BEGIN Data section

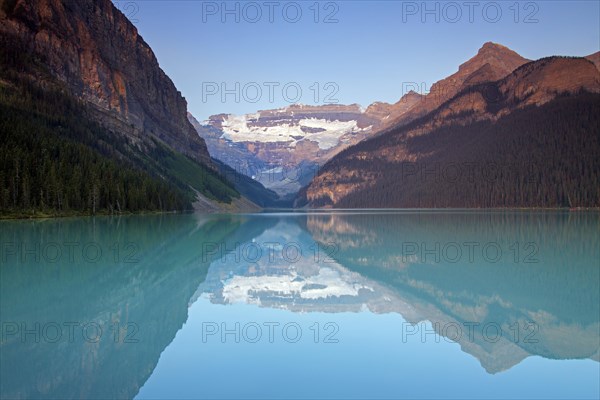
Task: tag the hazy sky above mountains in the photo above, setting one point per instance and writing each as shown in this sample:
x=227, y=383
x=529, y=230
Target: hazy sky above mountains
x=349, y=51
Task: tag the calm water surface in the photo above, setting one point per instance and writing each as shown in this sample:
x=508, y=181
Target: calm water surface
x=295, y=305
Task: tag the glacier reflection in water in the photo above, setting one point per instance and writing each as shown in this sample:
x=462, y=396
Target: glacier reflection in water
x=385, y=304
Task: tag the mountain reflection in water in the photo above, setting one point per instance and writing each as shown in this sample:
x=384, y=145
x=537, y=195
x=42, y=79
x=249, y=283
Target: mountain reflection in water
x=533, y=275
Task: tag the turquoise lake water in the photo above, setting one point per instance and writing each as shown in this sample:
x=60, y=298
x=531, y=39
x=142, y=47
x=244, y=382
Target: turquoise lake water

END Data section

**What this task involves**
For the records above, count the lines holding the word "lake" and give only that number.

**Answer for this exercise**
2